### Given text

Recommendations for optimal time spent in daily meditation vary, but many people cite lack of time as a reason not to meditate. A Zen proverb states: “You should sit in meditation for 20 minutes every day, unless you’re too busy. Then you should sit for an hour.” Meditation can be catalytic to positive change, even in micro-doses. Committing to a practice of micro-meditation—short periods of mindfulness in our day—may be our surest path to a transformational, lifelong practice.
Following are three micro-meditations to practice daily—anytime, anywhere, for one minute or longer, when that feels possible:
Practice observing—to access the “seat of self.”
Close your eyes, breathe, and visualize yourself softening back into a place behind your brain, where you can watch your own thoughts. Like dropping to the back row of a movie theatre, find a “seat” where you can observe: thoughts (brain), sensations (body), and emotions (energy-in-motion).
Take about 5 to 10 breaths with this. Anything you can observe is not you. You are not your thoughts, sensations, or emotions—you are the observer. This is the “seat of self,” or the seat of consciousness, the seat of meditation.
“You are the sky. Everything else, it’s just the weather.” ~ Pema Chodron.
Practice compassion—to transform suffering.
Close your eyes, breathe, and start to feel your heart with every breath. Become aware of any suffering in or around your experience (thoughts, sensations, or emotions) and practice doing the opposite of what we normally do when faced with suffering (resist). Instead, practice inviting any suffering in to your heart with every inhale. Feel your heart hold it. Then with every exhale, infuse the suffering with an antidote offering (i.e., offer judgment acceptance, offer pain ease, offer scarcity abundance, offer fear love).
Keep breathing. Keep practicing. Trust the heart’s ability to hold. Feel the heart’s limitless capacity to expand. Feel the heart’s power to transform suffering into healing with this compassion meditation. Keep breathing into your heart.
“When you feel the suffering of every living thing in your own heart, that is consciousness.” ~ Bhagavad Gita.

### Task requirements
[1] Decide whether each statement below agrees with the micro-meditation passage, answering yes or no and quoting the exact words of the passage that settle it: (a) The micro-meditations are meant to last at least five minutes each. (b) The observing practice calls for about 5 to 10 breaths. (c) In the compassion practice, suffering is invited into the heart on each exhale.
[2] Output the part of the micro-meditation passage between "Practice compassion—to transform" and "offer fear love).", inclusive, copying it word for word.

### Data segment
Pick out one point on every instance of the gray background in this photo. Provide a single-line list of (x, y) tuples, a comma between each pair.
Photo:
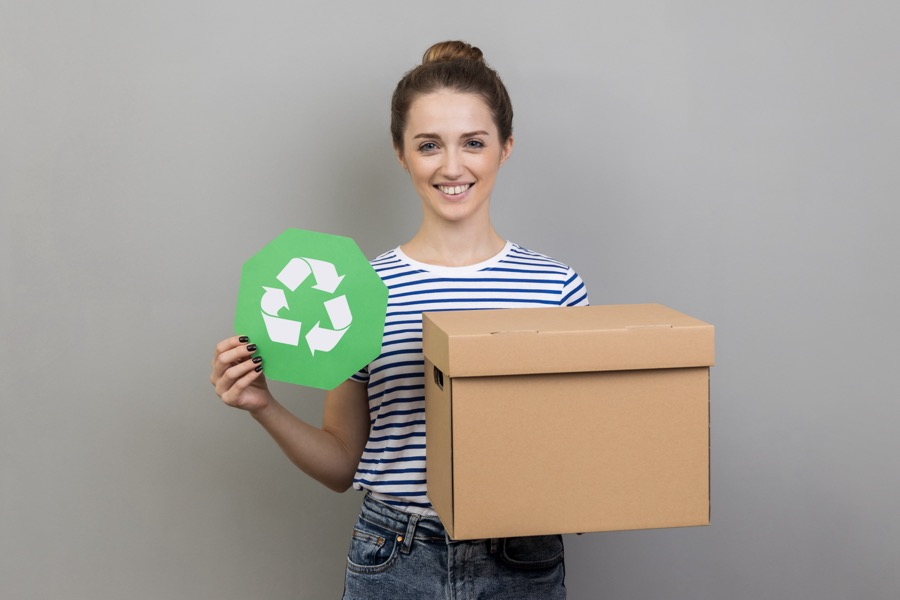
[(736, 161)]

### Solutions
[1]
(a) No: "for one minute or longer, when that feels possible"
(b) Yes: "Take about 5 to 10 breaths with this."
(c) No: "practice inviting any suffering in to your heart with every inhale"

[2]
Practice compassion—to transform suffering.
Close your eyes, breathe, and start to feel your heart with every breath. Become aware of any suffering in or around your experience (thoughts, sensations, or emotions) and practice doing the opposite of what we normally do when faced with suffering (resist). Instead, practice inviting any suffering in to your heart with every inhale. Feel your heart hold it. Then with every exhale, infuse the suffering with an antidote offering (i.e., offer judgment acceptance, offer pain ease, offer scarcity abundance, offer fear love).